▶ **Directive**
Lay out the lines below as a Markdown table with a numbered Row column and a Line column, skipping any blank lines. Leave the pictures out of your answer.
— START OF Record list —
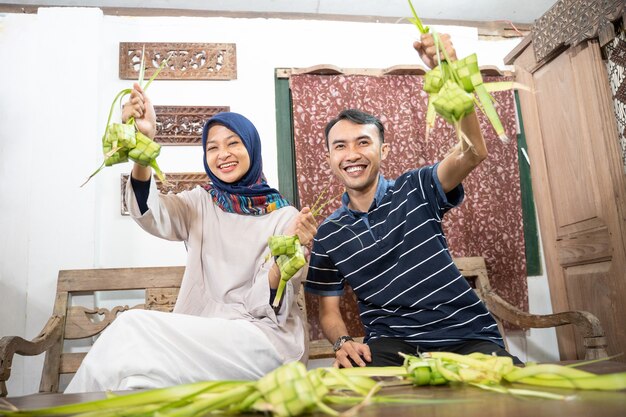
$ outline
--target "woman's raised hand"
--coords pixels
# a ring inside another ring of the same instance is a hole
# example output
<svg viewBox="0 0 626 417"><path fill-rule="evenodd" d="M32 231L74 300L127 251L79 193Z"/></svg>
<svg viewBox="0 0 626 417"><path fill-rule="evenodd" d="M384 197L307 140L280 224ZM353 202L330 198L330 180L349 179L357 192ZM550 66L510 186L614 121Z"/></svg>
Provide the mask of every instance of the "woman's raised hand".
<svg viewBox="0 0 626 417"><path fill-rule="evenodd" d="M313 241L317 233L317 222L309 207L303 207L300 213L292 220L285 234L289 236L297 235L302 246L307 246Z"/></svg>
— END OF Record list —
▶ **Solution below**
| Row | Line |
|---|---|
| 1 | $ outline |
| 2 | --target "woman's raised hand" |
| 3 | --coords pixels |
| 4 | # a ring inside another ring of the same instance is a hole |
| 5 | # example output |
| 6 | <svg viewBox="0 0 626 417"><path fill-rule="evenodd" d="M32 231L74 300L127 251L79 193Z"/></svg> |
| 7 | <svg viewBox="0 0 626 417"><path fill-rule="evenodd" d="M384 197L307 140L280 224ZM353 202L330 198L330 180L349 179L357 192ZM550 66L510 186L614 121Z"/></svg> |
| 8 | Provide the mask of every instance of the "woman's raised hand". |
| 9 | <svg viewBox="0 0 626 417"><path fill-rule="evenodd" d="M313 241L317 233L317 222L309 207L303 207L300 213L292 220L285 234L289 236L297 235L302 246L307 246Z"/></svg> |